(Records from a dataset)
====
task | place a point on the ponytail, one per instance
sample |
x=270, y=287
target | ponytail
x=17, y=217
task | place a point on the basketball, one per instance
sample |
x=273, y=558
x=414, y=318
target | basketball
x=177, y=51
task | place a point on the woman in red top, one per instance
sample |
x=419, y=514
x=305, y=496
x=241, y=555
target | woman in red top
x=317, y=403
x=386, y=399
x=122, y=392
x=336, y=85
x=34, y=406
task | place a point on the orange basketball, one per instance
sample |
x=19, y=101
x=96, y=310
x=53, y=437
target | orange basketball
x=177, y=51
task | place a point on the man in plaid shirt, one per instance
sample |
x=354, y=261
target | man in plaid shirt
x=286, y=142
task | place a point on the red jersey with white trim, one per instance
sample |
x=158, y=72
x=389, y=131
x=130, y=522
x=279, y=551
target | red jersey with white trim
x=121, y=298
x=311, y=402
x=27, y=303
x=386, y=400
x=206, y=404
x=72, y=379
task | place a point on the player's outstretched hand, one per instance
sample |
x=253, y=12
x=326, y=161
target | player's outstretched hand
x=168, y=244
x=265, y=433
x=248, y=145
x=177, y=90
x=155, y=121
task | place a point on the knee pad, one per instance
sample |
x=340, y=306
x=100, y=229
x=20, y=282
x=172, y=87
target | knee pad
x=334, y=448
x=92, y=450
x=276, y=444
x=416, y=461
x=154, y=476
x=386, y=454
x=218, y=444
====
-- PROBLEM TO SOLVE --
Your answer consists solely of the lines from the top of the records above through the line that contains "x=172, y=87", each echoed exactly.

-- RESPONSE FOR THIS EXERCISE --
task | place a point on the ponytail, one per instance
sample |
x=270, y=287
target | ponytail
x=17, y=217
task | place a point on the basketball, one per instance
sample |
x=273, y=558
x=414, y=318
target | basketball
x=177, y=51
task | place a point on the woman in red top, one per instance
sample |
x=419, y=514
x=305, y=496
x=241, y=555
target | woman in red top
x=317, y=403
x=386, y=399
x=122, y=392
x=336, y=85
x=34, y=406
task | place a point on the orange basketball, one per instance
sample |
x=19, y=101
x=96, y=310
x=53, y=437
target | orange basketball
x=177, y=51
task | place a point on the man in plaid shirt, one per instance
sample |
x=354, y=261
target | man in plaid shirt
x=286, y=142
task | place a point on the red jersey with white trim, one per instance
sample |
x=158, y=72
x=389, y=131
x=130, y=522
x=279, y=551
target | red jersey with white trim
x=121, y=298
x=311, y=402
x=27, y=303
x=386, y=400
x=206, y=404
x=72, y=379
task | place a point on the player's outstretched hand, one per instance
sample |
x=253, y=12
x=326, y=161
target | player's outstretched hand
x=168, y=244
x=265, y=433
x=248, y=145
x=177, y=90
x=155, y=121
task | place a point on the knee pad, one per instance
sample |
x=340, y=306
x=100, y=229
x=20, y=282
x=172, y=87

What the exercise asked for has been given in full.